• [SELECTED TEXT]
## START
The relationships between duration and ratings of movies are similar across all 5 movie genres. Specifically, there appears to be a positive relationship between Ratings and Duration. Thus, movie directors should aim to have longer movies as it seems to generate higher ratings for the 5 genres we have analysed here: Documentary, Drama, Horror, Thriller and Biography. This is especially true for Thriller and horror, as they enjoy steeper increase in ratings when duration increases.

For movies below 140 minutes, it seems to be the case that the top 3 genres are Documentary,Biography and Drama. However, past 200 minutes, the top genre switches to Thriller, owning to its stronger positive correlation between ratings and duration.

4.5 Notched Boxplot of Interaction effect

Thriller and Horror have a steep increase as duration increases. In order to confirm the interaction effect of duration, we decided to do a notched boxplot with mean summary stat and confidence intervals. This allows us to see how the ratings changes for our data across genres as the duration increases.

original_data_3$reordered_Types_of_Duration <- factor(original_data_3$Types_of_Duration, levels = c("Very Short","Short", "Just Nice","Long", "Extremely Long"))

original_data_3 %>% 
  ggplot(aes(x = reorder(Final_Genre,Rating), y = Rating)) +
  geom_boxplot(aes(color = Final_Genre),
               notch = T) +
  stat_summary(fun.data = "mean_cl_boot",
               geom = "errorbar",
               color = "purple",
               fun.args = (conf.int = 0.95),
               size = 0.5) + 
  stat_summary(fun.data = "mean_cl_boot",
               geom = "pointrange",
               color = "purple",
               fun.args = (conf.int = 0.95),
               size = 0.1) + 
  geom_jitter(aes(color = Final_Genre),
              alpha = 0.05) + 
  facet_wrap(.~reordered_Types_of_Duration, ncol = 5) + 
  #facet_wrap(vars(Types_of_Duration), ncol = 5L) + 
  labs(title = "Interaction effect confirmation using dataset",
       subtitle = "Thriller and Horror rating increase steeply as duration increases",
       caption = "Source: IMDB",
       x = "Genre Names",
       y = "Rating Scores") +
  theme_linedraw() + 
  theme(axis.text.x = element_text(angle = 20)) + 
  theme(legend.position = "none",
        axis.title = element_text())
## END
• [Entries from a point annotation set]
## START
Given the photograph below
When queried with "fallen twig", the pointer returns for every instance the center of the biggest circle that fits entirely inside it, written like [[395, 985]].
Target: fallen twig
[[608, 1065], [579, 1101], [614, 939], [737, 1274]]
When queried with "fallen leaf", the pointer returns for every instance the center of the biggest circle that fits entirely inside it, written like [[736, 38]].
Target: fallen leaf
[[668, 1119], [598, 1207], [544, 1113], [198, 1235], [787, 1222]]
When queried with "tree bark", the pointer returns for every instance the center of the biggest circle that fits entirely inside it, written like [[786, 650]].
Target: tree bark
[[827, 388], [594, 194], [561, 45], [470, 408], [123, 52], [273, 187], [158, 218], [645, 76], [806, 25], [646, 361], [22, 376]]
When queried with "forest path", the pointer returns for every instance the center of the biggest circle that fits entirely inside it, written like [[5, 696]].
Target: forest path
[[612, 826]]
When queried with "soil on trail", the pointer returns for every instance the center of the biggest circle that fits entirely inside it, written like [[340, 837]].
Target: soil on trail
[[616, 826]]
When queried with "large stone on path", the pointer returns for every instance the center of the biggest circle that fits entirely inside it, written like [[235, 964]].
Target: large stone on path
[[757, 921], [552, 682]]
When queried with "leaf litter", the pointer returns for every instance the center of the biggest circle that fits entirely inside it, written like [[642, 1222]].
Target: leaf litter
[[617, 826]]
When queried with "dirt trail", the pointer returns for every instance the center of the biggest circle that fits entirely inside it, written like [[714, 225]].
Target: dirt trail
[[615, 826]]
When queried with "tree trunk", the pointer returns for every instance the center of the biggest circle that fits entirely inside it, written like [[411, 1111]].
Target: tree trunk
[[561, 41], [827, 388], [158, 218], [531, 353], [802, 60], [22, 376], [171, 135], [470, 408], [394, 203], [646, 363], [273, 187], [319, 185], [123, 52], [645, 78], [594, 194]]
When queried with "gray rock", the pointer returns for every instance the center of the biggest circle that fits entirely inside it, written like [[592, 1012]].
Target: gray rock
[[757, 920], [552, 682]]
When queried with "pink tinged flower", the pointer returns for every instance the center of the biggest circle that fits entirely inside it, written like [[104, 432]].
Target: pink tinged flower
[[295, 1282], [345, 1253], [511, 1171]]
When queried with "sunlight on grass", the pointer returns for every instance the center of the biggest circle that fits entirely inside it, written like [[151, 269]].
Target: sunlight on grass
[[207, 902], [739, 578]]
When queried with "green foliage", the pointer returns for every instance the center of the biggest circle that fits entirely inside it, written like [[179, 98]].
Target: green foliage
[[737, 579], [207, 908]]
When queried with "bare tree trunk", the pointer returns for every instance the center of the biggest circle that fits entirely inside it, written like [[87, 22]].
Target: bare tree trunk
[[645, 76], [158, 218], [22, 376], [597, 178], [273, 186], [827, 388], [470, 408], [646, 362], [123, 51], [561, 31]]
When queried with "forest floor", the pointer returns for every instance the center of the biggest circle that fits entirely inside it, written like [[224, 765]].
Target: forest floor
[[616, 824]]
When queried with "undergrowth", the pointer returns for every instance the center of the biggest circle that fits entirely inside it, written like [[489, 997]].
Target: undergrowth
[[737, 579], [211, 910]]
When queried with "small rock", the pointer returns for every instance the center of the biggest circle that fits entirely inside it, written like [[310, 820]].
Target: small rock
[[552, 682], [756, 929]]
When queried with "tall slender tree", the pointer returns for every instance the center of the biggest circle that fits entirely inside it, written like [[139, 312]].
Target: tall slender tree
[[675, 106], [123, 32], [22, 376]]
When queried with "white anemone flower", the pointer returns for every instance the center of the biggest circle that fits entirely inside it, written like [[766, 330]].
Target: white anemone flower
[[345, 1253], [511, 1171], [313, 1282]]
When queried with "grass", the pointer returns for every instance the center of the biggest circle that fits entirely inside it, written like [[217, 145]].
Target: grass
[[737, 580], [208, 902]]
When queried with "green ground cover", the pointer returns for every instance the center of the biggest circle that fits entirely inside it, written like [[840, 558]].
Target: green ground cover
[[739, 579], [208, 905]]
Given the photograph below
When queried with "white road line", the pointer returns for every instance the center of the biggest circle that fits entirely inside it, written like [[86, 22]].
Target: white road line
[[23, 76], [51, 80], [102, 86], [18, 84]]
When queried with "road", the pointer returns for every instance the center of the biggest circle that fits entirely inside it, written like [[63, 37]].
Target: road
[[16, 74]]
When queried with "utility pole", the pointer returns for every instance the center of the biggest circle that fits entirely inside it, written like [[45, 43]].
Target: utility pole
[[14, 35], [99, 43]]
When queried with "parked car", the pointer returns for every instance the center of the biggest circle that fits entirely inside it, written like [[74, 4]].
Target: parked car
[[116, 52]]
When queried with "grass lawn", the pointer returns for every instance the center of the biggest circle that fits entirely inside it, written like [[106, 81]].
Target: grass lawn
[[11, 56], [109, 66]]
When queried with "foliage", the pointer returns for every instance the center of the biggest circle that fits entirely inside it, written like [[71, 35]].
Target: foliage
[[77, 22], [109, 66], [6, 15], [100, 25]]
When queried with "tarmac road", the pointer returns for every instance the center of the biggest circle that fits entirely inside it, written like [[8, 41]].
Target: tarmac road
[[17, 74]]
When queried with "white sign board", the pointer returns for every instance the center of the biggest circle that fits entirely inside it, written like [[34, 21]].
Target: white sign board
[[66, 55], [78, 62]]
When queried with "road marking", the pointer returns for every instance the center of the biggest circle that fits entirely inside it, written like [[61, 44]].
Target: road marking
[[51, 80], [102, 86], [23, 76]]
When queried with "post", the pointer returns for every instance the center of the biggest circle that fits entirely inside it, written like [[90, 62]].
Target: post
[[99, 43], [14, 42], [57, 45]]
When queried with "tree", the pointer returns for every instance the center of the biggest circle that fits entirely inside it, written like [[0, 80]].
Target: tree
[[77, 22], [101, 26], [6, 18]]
## END
• [REQUIRED TASKS]
1) Restate the movie ratings text's paragraph beginning "The relationships between duration and ratings" as a short bulleted list that keeps its main facts.
2) Retype the records exactly, covering everything from the start of the records down to and including the line containing "78], [594, 194]]".
The records have nothing to do with the movie ratings text.

• [RESPONSES TO THE EXERCISE]
1)
- Duration and ratings relate in a similar way across all five genres analyzed: Documentary, Drama, Horror, Thriller and Biography.
- Ratings appear to rise as duration increases.
- Directors should therefore aim for longer movies to get higher ratings in these genres.
- This holds most strongly for Thriller and Horror, whose ratings increase more steeply with duration.

2)
Given the photograph below
When queried with "fallen twig", the pointer returns for every instance the center of the biggest circle that fits entirely inside it, written like [[395, 985]].
Target: fallen twig
[[608, 1065], [579, 1101], [614, 939], [737, 1274]]
When queried with "fallen leaf", the pointer returns for every instance the center of the biggest circle that fits entirely inside it, written like [[736, 38]].
Target: fallen leaf
[[668, 1119], [598, 1207], [544, 1113], [198, 1235], [787, 1222]]
When queried with "tree bark", the pointer returns for every instance the center of the biggest circle that fits entirely inside it, written like [[786, 650]].
Target: tree bark
[[827, 388], [594, 194], [561, 45], [470, 408], [123, 52], [273, 187], [158, 218], [645, 76], [806, 25], [646, 361], [22, 376]]
When queried with "forest path", the pointer returns for every instance the center of the biggest circle that fits entirely inside it, written like [[5, 696]].
Target: forest path
[[612, 826]]
When queried with "soil on trail", the pointer returns for every instance the center of the biggest circle that fits entirely inside it, written like [[340, 837]].
Target: soil on trail
[[616, 826]]
When queried with "large stone on path", the pointer returns for every instance the center of the biggest circle that fits entirely inside it, written like [[235, 964]].
Target: large stone on path
[[757, 921], [552, 682]]
When queried with "leaf litter", the pointer returns for every instance the center of the biggest circle that fits entirely inside it, written like [[642, 1222]].
Target: leaf litter
[[617, 826]]
When queried with "dirt trail", the pointer returns for every instance the center of the biggest circle that fits entirely inside it, written like [[714, 225]].
Target: dirt trail
[[615, 826]]
When queried with "tree trunk", the pointer returns for every instance the center of the biggest circle that fits entirely inside it, written like [[411, 1111]].
Target: tree trunk
[[561, 41], [827, 388], [158, 218], [531, 353], [802, 60], [22, 376], [171, 135], [470, 408], [394, 203], [646, 363], [273, 187], [319, 185], [123, 52], [645, 78], [594, 194]]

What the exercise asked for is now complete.